DESCRIPTION OF THE TASK: Down to the final line, print the records again exactly.

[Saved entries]
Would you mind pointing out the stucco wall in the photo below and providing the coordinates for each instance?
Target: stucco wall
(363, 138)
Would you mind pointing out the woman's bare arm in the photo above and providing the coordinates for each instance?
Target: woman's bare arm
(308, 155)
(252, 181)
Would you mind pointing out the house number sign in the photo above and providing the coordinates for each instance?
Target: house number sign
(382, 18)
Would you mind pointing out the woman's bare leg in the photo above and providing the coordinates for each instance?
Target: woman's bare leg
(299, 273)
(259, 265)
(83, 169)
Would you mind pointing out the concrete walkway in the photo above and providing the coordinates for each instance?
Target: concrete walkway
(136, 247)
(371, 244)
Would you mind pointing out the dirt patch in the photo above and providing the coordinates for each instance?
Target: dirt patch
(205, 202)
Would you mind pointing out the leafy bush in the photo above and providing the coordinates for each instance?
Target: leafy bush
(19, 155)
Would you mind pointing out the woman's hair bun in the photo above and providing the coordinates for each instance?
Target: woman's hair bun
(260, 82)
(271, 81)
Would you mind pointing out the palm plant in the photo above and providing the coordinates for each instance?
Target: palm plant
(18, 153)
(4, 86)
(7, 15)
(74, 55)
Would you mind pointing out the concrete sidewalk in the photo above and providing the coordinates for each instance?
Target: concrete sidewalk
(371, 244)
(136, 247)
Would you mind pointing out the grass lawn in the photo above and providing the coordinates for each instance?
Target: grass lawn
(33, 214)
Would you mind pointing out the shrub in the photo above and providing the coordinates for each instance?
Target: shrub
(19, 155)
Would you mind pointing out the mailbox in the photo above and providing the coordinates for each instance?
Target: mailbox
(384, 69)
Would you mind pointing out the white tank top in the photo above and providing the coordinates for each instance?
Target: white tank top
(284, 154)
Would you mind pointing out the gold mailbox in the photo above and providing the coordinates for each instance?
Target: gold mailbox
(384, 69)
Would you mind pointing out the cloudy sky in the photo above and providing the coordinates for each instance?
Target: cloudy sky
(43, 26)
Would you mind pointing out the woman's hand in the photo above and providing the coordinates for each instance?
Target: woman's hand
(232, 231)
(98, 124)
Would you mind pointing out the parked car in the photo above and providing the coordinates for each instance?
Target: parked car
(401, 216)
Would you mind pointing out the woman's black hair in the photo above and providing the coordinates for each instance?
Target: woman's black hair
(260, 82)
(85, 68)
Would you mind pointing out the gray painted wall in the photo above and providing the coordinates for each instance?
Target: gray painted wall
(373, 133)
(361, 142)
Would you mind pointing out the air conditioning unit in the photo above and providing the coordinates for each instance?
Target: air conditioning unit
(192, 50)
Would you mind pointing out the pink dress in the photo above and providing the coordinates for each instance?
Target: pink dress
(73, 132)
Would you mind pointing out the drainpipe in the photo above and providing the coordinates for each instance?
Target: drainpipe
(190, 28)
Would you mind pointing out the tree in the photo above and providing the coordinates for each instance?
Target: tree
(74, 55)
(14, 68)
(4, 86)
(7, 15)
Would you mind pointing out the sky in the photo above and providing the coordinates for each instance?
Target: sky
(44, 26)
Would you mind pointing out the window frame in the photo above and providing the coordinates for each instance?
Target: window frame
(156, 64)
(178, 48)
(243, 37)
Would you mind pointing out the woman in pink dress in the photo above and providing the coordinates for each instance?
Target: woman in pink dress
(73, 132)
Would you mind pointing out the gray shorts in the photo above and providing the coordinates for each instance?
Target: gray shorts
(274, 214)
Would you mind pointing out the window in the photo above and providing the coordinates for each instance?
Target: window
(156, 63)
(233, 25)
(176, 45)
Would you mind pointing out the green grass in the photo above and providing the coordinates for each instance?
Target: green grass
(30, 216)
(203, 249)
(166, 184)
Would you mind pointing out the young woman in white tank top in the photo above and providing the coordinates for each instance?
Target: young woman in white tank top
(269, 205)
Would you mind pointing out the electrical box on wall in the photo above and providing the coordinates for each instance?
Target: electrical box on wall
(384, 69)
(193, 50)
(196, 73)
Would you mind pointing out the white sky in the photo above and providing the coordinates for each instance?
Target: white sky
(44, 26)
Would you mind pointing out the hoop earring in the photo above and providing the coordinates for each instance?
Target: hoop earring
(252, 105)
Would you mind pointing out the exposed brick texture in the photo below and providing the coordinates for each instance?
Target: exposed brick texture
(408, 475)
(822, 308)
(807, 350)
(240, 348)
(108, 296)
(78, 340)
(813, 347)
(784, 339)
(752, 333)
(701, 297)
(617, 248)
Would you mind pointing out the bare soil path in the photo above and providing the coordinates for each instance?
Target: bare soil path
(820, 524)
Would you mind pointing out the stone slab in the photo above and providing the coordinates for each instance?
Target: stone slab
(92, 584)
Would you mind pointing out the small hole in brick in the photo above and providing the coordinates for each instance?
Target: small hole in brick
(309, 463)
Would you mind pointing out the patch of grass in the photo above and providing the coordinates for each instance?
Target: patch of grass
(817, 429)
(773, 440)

ANSWER TO THIS EXERCISE:
Would you mind pointing out the stucco wall in the photo below and providing the coordinates for each instance?
Target: stucco wall
(363, 138)
Would you mind pointing out the woman's bare arm in the photo above and providing the coordinates for each instance?
Target: woman's bare arm
(308, 155)
(252, 181)
Would you mind pointing out the house number sign in the photo above and providing the coordinates for each instance?
Target: house number sign
(382, 18)
Would you mind pointing out the woman's bare leg in the photo above and providing the coordinates for each instance?
Target: woman's bare leg
(299, 273)
(259, 265)
(83, 169)
Would you mind pointing out the concrete walkway in the photo above and providing the coordinates for each instance?
Target: concrete walkway
(136, 247)
(371, 244)
Would you mind pointing out the dirt patch in the photo above and providing the coordinates for each instance?
Target: dirt patch
(205, 202)
Would you mind pointing out the leafy bush in the photo above and providing the coordinates for each instance?
Target: leafy bush
(19, 155)
Would you mind pointing out the woman's hair bun in the photo above and providing the coordinates for each instance?
Target: woman's hair bun
(260, 82)
(271, 81)
Would you mind pointing out the palm plant in the photo above and providing the coordinates for each instance?
Target: palm plant
(18, 153)
(4, 86)
(7, 15)
(74, 55)
Would you mind pointing out the concrete sidewalk in the photo above and providing the coordinates for each instance?
Target: concrete sidewalk
(371, 244)
(136, 247)
Would you mind pointing out the grass lawn in the photo above and providing the coordinates for each instance?
Target: grass lawn
(33, 214)
Would you mind pointing out the shrub in the photo above and providing the coordinates for each instance?
Target: shrub
(19, 155)
Would you mind pointing out the mailbox in the photo above and providing the coordinates for each instance?
Target: mailbox
(384, 69)
Would you mind pointing out the white tank top in the photo above and providing the coordinates for each instance?
Target: white tank top
(284, 154)
Would you mind pointing out the gold mailbox in the photo above and providing the coordinates for each instance?
Target: gold mailbox
(384, 69)
Would you mind pointing out the cloudy sky in the photo above and providing the coordinates for each instance?
Target: cloudy sky
(43, 26)
Would you mind pointing out the woman's hand in the photo above and providing the coordinates for each instance?
Target: woman's hand
(232, 231)
(98, 124)
Would you mind pointing out the parked car in the photo above and providing the coordinates for each instance?
Target: parked car
(401, 216)
Would you mind pointing out the woman's black hair in the photo above and providing the coordinates for each instance?
Target: woman's black hair
(260, 82)
(85, 68)
Would you mind pointing out the gray painted wall in the photo above and providing the coordinates for each instance?
Target: gray painted wall
(373, 133)
(361, 142)
Would you mind pointing out the air conditioning unit in the photo above and providing the coordinates for each instance?
Target: air conditioning unit
(192, 50)
Would you mind pointing out the pink dress in the photo above and providing the coordinates for each instance?
Target: pink dress
(73, 132)
Would you mind pointing out the drainpipe in the photo above and providing the coordinates for each instance?
Target: drainpipe
(190, 28)
Would you mind pointing out the tree in the photo above and providing the coordinates for each instance?
Target: tree
(74, 55)
(14, 68)
(4, 86)
(7, 15)
Would you mind pointing out the sky in the photo above and providing the coordinates for each instance?
Target: sky
(44, 26)
Would you mind pointing out the window frame in the photo above and providing the coordinates for each instance?
Target: window frame
(156, 64)
(178, 48)
(243, 37)
Would you mind pointing out the woman in pink dress in the photo above and providing the coordinates for each instance?
Target: woman in pink dress
(73, 132)
Would you mind pointing out the gray shorts in the photo above and providing the coordinates for each instance?
Target: gray shorts
(274, 214)
Would you mind pointing out the window in the photo above and providing the coordinates for each instance?
Target: window
(156, 63)
(233, 25)
(176, 45)
Would you mind pointing out the green grass in the photo above and providing the coordinates for each instance?
Target: green grass
(30, 216)
(203, 249)
(166, 184)
Would you mind pointing out the young woman in white tank top in the photo above and providing the coordinates for each instance?
Target: young woman in white tank top
(269, 205)
Would you mind pointing out the electrical box on wall in the photo above and providing the coordinates for each instance?
Target: electrical box on wall
(384, 69)
(193, 50)
(196, 73)
Would you mind pointing out the white sky in the photo above and providing the coordinates for each instance?
Target: white sky
(44, 26)
Would you mind pointing out the hoop earring in the photo above and providing the coordinates for each instance?
Target: hoop earring
(252, 105)
Would you mind pointing out the exposed brick texture in the photo below and providing the coordinates for each instance?
Target: exposed brick texture
(408, 475)
(822, 308)
(807, 350)
(240, 348)
(108, 296)
(78, 340)
(813, 347)
(784, 339)
(752, 333)
(701, 297)
(617, 248)
Would you mind pointing out the bare soil path in the photo above and providing the coordinates for each instance?
Target: bare soil path
(820, 524)
Would you mind pointing out the stone slab in the photo above and providing the coordinates for each instance?
Target: stone slab
(92, 584)
Would you mind pointing out the small hole in brick in the photo above and providing the coordinates for each instance?
Target: small hole in brick
(309, 463)
Would you mind pointing out the patch of grass in the photo above and providing the coordinates for each instance?
Target: patch of grass
(817, 429)
(773, 440)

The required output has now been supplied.